*Document text*
+---+

On Twitter, someone suggested that those troops died in part so that Trump would have the freedom to say even horrible things near their graves, but, as I noted in reply: Trump is not a private citizen. As president, he is both the head of government and the head of state. The rules and norms about what he can/should say are very different, and free speech laws do not apply.


Diana Ohlbaum and Rachel Stohl at Just Security: An 'Emergency' Arms Deal: Will Congress Acquiesce in Another Blow to Its Authority? "What exactly has changed to warrant an emergency declaration for additional arms sales to Saudi Arabia and the UAE? It is not as if the Trump administration has been unable to make arms deals with the Middle East up until now. Since taking office, the Trump administration has approved more than $20 billion worth of arms sales to Saudi Arabia and approximately $5 billion worth of sales to the UAE."

+---+

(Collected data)

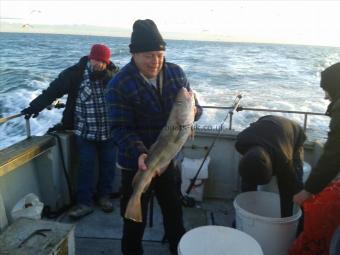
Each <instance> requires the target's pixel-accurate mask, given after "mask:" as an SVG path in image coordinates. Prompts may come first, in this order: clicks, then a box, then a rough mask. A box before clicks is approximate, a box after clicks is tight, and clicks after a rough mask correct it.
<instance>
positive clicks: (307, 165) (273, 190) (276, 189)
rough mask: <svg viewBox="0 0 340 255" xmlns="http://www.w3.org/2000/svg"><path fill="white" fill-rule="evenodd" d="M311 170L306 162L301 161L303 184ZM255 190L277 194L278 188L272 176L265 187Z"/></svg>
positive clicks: (259, 186)
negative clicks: (302, 169) (302, 173)
mask: <svg viewBox="0 0 340 255" xmlns="http://www.w3.org/2000/svg"><path fill="white" fill-rule="evenodd" d="M311 169H312V168H311V166H310V164H308V163H307V162H306V161H303V176H302V181H303V183H305V182H306V180H307V178H308V176H309V174H310V171H311ZM257 190H259V191H268V192H274V193H279V188H278V185H277V179H276V176H273V177H272V178H271V180H270V182H269V183H267V184H265V185H258V186H257Z"/></svg>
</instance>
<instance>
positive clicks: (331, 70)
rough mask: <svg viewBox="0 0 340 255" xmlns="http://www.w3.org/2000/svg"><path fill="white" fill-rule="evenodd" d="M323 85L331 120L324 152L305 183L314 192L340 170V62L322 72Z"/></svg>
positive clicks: (312, 169)
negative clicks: (330, 97) (327, 137)
mask: <svg viewBox="0 0 340 255" xmlns="http://www.w3.org/2000/svg"><path fill="white" fill-rule="evenodd" d="M321 87H322V88H323V89H324V90H325V91H327V92H328V94H329V95H330V97H331V103H330V105H329V106H328V108H327V112H326V114H327V115H329V116H330V117H331V121H330V124H329V132H328V138H327V141H326V143H325V146H324V150H323V154H322V155H321V157H320V159H319V161H318V162H317V164H316V165H315V167H314V168H313V169H312V172H311V174H310V176H309V178H308V179H307V182H306V184H305V190H307V191H308V192H311V193H313V194H316V193H319V192H320V191H322V189H323V188H325V187H326V186H327V184H328V183H329V182H331V181H332V179H334V178H335V177H336V175H337V174H338V173H339V172H340V63H337V64H334V65H332V66H330V67H328V68H327V69H325V70H324V71H323V72H321Z"/></svg>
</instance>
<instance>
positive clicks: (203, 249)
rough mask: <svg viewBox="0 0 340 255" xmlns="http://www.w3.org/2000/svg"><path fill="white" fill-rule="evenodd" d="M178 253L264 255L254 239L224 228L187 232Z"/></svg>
mask: <svg viewBox="0 0 340 255" xmlns="http://www.w3.org/2000/svg"><path fill="white" fill-rule="evenodd" d="M177 251H178V255H207V254H208V255H227V254H230V255H242V254H247V255H263V252H262V249H261V247H260V245H259V244H258V243H257V242H256V240H255V239H254V238H252V237H251V236H249V235H247V234H246V233H243V232H241V231H239V230H237V229H233V228H228V227H223V226H203V227H198V228H194V229H192V230H190V231H188V232H186V233H185V234H184V235H183V236H182V238H181V240H180V242H179V244H178V249H177Z"/></svg>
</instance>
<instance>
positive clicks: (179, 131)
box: [174, 127, 188, 143]
mask: <svg viewBox="0 0 340 255" xmlns="http://www.w3.org/2000/svg"><path fill="white" fill-rule="evenodd" d="M187 135H188V134H187V130H186V127H181V128H180V130H179V131H178V134H177V136H176V138H175V141H174V142H175V143H177V142H178V141H180V140H181V139H182V138H183V136H187Z"/></svg>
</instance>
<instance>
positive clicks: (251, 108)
mask: <svg viewBox="0 0 340 255" xmlns="http://www.w3.org/2000/svg"><path fill="white" fill-rule="evenodd" d="M59 104H60V103H59V102H57V103H54V104H52V105H51V106H49V107H47V109H49V110H50V109H51V108H63V105H62V106H60V105H59ZM202 107H203V109H215V110H229V112H228V115H229V116H228V117H229V127H228V129H229V130H231V129H232V125H233V115H234V110H235V111H236V112H240V111H256V112H279V113H292V114H301V115H304V121H303V123H304V124H303V129H304V131H306V129H307V125H308V117H309V116H312V115H315V116H326V115H325V114H324V113H319V112H306V111H291V110H277V109H268V108H252V107H243V106H238V107H237V108H236V109H235V106H210V105H204V106H202ZM21 116H24V114H22V113H19V114H14V115H11V116H8V117H4V118H0V124H2V123H5V122H7V121H9V120H12V119H15V118H19V117H21ZM25 121H26V135H27V138H29V137H30V136H31V126H30V120H29V119H26V118H25Z"/></svg>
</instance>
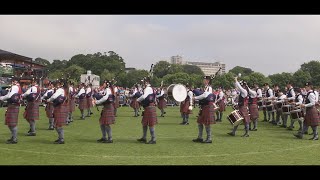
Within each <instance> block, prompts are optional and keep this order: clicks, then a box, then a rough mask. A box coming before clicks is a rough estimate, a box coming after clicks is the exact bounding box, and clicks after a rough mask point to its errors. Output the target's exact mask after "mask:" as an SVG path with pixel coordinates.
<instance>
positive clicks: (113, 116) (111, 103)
mask: <svg viewBox="0 0 320 180" xmlns="http://www.w3.org/2000/svg"><path fill="white" fill-rule="evenodd" d="M100 115H101V116H100V119H99V123H100V125H109V124H114V122H115V116H114V106H113V104H112V103H107V104H106V105H104V107H103V109H102V112H101V114H100Z"/></svg>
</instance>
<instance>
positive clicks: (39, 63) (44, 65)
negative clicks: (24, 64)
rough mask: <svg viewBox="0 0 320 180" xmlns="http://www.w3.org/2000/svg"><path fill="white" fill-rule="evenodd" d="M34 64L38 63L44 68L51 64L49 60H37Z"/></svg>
mask: <svg viewBox="0 0 320 180" xmlns="http://www.w3.org/2000/svg"><path fill="white" fill-rule="evenodd" d="M34 62H35V63H38V64H42V65H44V66H48V65H50V62H49V61H48V60H46V59H42V58H39V57H38V58H36V59H35V60H34Z"/></svg>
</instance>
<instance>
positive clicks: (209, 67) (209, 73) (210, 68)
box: [186, 61, 226, 76]
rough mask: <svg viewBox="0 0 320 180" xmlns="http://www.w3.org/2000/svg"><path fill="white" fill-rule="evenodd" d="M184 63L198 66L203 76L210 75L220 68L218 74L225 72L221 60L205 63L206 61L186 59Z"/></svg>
mask: <svg viewBox="0 0 320 180" xmlns="http://www.w3.org/2000/svg"><path fill="white" fill-rule="evenodd" d="M186 64H188V65H194V66H198V67H199V68H200V69H201V70H202V72H203V73H204V75H205V76H210V75H213V74H216V72H218V70H219V69H220V68H221V70H220V72H219V73H218V74H220V75H221V74H225V73H226V64H224V63H222V62H215V63H207V62H189V61H187V62H186Z"/></svg>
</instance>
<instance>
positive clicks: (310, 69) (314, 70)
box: [300, 60, 320, 86]
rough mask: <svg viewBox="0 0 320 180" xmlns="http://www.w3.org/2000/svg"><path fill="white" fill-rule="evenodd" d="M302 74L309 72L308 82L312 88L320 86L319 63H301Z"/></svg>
mask: <svg viewBox="0 0 320 180" xmlns="http://www.w3.org/2000/svg"><path fill="white" fill-rule="evenodd" d="M300 69H301V70H302V71H304V72H309V73H310V75H311V79H310V81H311V82H312V83H313V85H314V86H320V81H319V80H320V78H319V77H320V71H319V69H320V62H319V61H315V60H313V61H309V62H307V63H303V64H302V65H301V68H300Z"/></svg>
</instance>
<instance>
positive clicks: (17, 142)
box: [7, 140, 18, 144]
mask: <svg viewBox="0 0 320 180" xmlns="http://www.w3.org/2000/svg"><path fill="white" fill-rule="evenodd" d="M17 143H18V140H11V141H7V144H17Z"/></svg>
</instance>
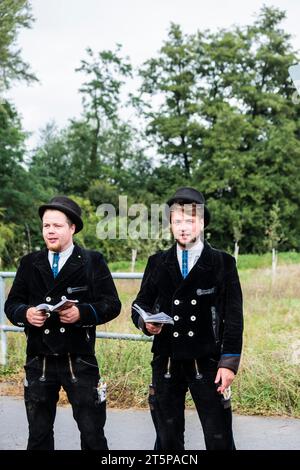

+---+

*Tasks for this exercise*
[1] According to the text on Trump and the Saudi arms deal, why do free speech laws not apply to what Trump says? Answer in one to three sentences.
[2] In the text on Trump and the Saudi arms deal, rewrite the part between "On Twitter, someone" and "do not apply.", inclusive, replacing "private citizen" with "ordinary citizen".
[3] Continue the text on Trump and the Saudi arms deal from the point where it stops.

*Set of answers*
[1] Trump is not a private citizen. As president, he is both the head of government and the head of state, so the rules and norms about what he can or should say are very different.

[2]
On Twitter, someone suggested that those troops died in part so that Trump would have the freedom to say even horrible things near their graves, but, as I noted in reply: Trump is not a ordinary citizen. As president, he is both the head of government and the head of state. The rules and norms about what he can/should say are very different, and free speech laws do not apply.

[3]
Ian Millhiser at ThinkProgress: Two Cases Show the Astounding Breadth of the Supreme Court's War on Democracy. "These two cases, Kisor v. Wilkie and Gundy v. United States, are early stages of a much broader effort to transfer power from the executive branch — whose leader is elected, at least most of the time — to a judiciary that is unaccountable to voters and that is now controlled by the Republican Party. It is unclear whether the Supreme Court's right flank has the votes it needs to prevail in both cases, but both are bellwethers for an agenda that could leave the next Democratic president powerless to govern."

[CN: War on agency; hostility to consent; sexual assault; covers next two paragraphs] Jamie Ross at the Daily Beast: Missouri Forcing Women to Have Pelvic Exams 72 Hours Before Abortions, Says Doctor. "Missouri state officials are forcing physicians to perform pelvic exams on women ahead of abortions, according to a doctor who works at the last abortion clinic left in the state. David Eisenberg told the Los Angeles Times that, since the state's governor signed a law banning abortions after eight weeks of pregnancy, he's been forced to carry out the exams. ...'What I realized was I effectively have become an instrument of state abuse of power,' said Eisenberg. 'As a licensed physician, I am compelled by the state of Missouri to put my fingers in a woman's vagina when it's not medically necessary.'"

As I have noted previously, regarding state laws mandating medically unnecessary vaginal ultrasound probes, the state is victimizing abortion providers by coercing them into being their tools of sexual violence, and I am glad that Dr. Eisenberg is stating this plainly and also profoundly upset that he is being put in that position, along with abortion providers all over the country obliged to perform similarly invasive procedures with no purpose but to deter women from seeking abortions.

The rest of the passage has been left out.